(AVAILABLE DATA)

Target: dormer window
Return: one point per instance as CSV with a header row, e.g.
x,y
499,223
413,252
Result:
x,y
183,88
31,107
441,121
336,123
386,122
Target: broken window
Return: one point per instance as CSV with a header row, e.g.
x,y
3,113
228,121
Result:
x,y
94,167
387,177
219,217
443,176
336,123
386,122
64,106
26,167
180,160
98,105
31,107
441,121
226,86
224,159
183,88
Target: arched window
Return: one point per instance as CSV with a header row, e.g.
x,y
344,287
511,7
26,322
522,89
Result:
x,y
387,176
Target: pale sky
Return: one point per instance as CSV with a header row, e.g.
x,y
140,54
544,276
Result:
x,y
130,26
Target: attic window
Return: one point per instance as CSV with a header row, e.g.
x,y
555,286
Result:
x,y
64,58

(End AVAILABLE DATA)

Set apart and copy each line of the records that holds the word "window".

Target: dormer window
Target: broken window
Target: arched window
Target: attic window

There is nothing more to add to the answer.